22 de junio de 2025 por Jon López Dávila Deja un comentario

Hay quien vive las Hogueras como un credo. Otros, como una condena. En mi entorno, cada vez más, la mayoría tiene niños o directamente huye. Pero si algo tiene muchos matices para el que se emociona con cada mascletà, el que se emborracha en su racó, el que se monta una ruta de ninots como si fuera la Bienal de Venecia, y también el que prefiere quedarse en casa, harto del ruido, con razones de peso.

Yo no tengo raíces aquí, ni una tradición heredada. Mi vínculo con las Hogueras lo he construido durante los últimos seis años, intentando que mi hija entienda y viva lo que es su ciudad a finales de junio. Pero este año, ella no está. Y con esa ausencia, me he permitido buscar otra forma de estar: observar. Rebuscar. Escarbar en lo poco (pero valioso) que hay más haya del ruido. Porque si hay cultura, está en sitios muy concretos. Y hay que ir a por ella.

Entre las Fogueres Populars i Combatives, el Jaleo, el Jendrix, El Impulso o la sede del PCE, encontré un itinerario improvisado. Como si siguiera un mapa alternativo que sólo aparece si lo miras con otros ojos. Y ahí, descubrí que la música sirve de hogar para quienes no tenemos una Hoguera propia. Para los que después de la mascletà nos quedamos preguntando: ¿y ahora qué?


El ritual del sábado

Todo sábado de Hogueras empieza igual: sombrero hortera, lata de cerveza bien fría, crema solar, y una peregrinación hacia Luceros. Terremoto arriba, estruendo abajo, pitidos en los oídos y un grito colectivo que dice: “Som fills del poble!”, aunque a más de uno le moleste, al parecer que se grite en valencià.

Después viene el clásico momento de incertidumbre: ¿y ahora qué hacemos? La respuesta: buscar sombra, hidratarse como se pueda, y lanzarse a la aventura de encontrar un sitio donde comer sin reserva. A veces lo consigues. Otras, acabas pagando más por un montadito que por un concierto.

Pero hoy hay plan alternativo: vermú en El Impulso, donde el arte cuelga de las paredes y las conversaciones tienen sentido. El racó insondable se llenó de aire fresco, música en directo, una versión más «de izquierdas» de la Diva de Melody… y es que allí, aunque estemos a 30 grados, y allá que menear abanicos con fuerza, ser divergente no es una pose, es un acto de resistencia.

La segunda parada del bus sin escalas, nos llevó al Jendrix, ese oasis de madera donde el reggaetón imperante dentro de las vallas, cede el paso al hard rock, a Chuck Berry, a Zeppelin. Petardos que se convierten en riffs, cuerpos que se mueven, y gente que suda entre abanicos y cervezas, o cubatas.

[Fragmentos de datos de señalización]

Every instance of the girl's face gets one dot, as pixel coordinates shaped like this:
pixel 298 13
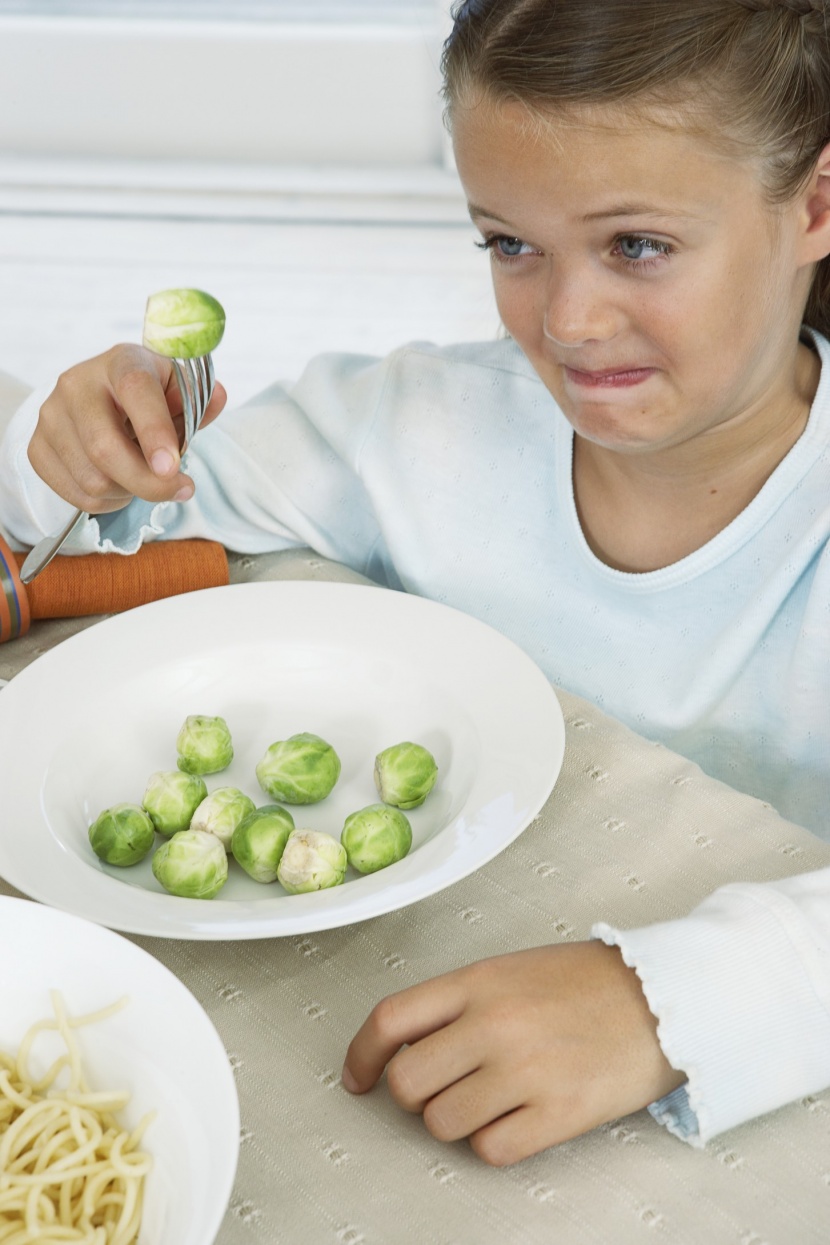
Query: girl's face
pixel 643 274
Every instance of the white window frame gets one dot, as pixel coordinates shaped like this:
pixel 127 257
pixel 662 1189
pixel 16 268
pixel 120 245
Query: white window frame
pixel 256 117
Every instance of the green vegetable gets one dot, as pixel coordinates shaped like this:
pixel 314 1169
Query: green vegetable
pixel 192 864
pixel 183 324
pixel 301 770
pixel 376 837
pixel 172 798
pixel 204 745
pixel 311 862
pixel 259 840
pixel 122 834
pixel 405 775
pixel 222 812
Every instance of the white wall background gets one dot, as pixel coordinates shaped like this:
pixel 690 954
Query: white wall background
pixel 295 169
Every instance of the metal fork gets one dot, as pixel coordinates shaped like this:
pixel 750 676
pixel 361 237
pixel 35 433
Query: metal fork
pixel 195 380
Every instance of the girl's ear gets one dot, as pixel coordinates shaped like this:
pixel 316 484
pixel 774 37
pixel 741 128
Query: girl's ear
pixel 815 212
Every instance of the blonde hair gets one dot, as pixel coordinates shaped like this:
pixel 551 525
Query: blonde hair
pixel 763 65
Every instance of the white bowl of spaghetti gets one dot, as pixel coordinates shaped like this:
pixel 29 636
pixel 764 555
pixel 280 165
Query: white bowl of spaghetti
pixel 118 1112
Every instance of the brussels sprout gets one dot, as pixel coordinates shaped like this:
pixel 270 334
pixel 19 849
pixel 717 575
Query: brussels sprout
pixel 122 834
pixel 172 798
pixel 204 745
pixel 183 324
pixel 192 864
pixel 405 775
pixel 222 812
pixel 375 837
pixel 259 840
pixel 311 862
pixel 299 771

> _Objetivo_:
¿Puedes reescribir el fragmento de la crónica sobre las Hogueras que empieza en "El ritual del" y termina en "grite en valencià.", poniendo "el centro" donde dice "Luceros"?

> _Respuesta_:
El ritual del sábado

Todo sábado de Hogueras empieza igual: sombrero hortera, lata de cerveza bien fría, crema solar, y una peregrinación hacia el centro. Terremoto arriba, estruendo abajo, pitidos en los oídos y un grito colectivo que dice: “Som fills del poble!”, aunque a más de uno le moleste, al parecer que se grite en valencià.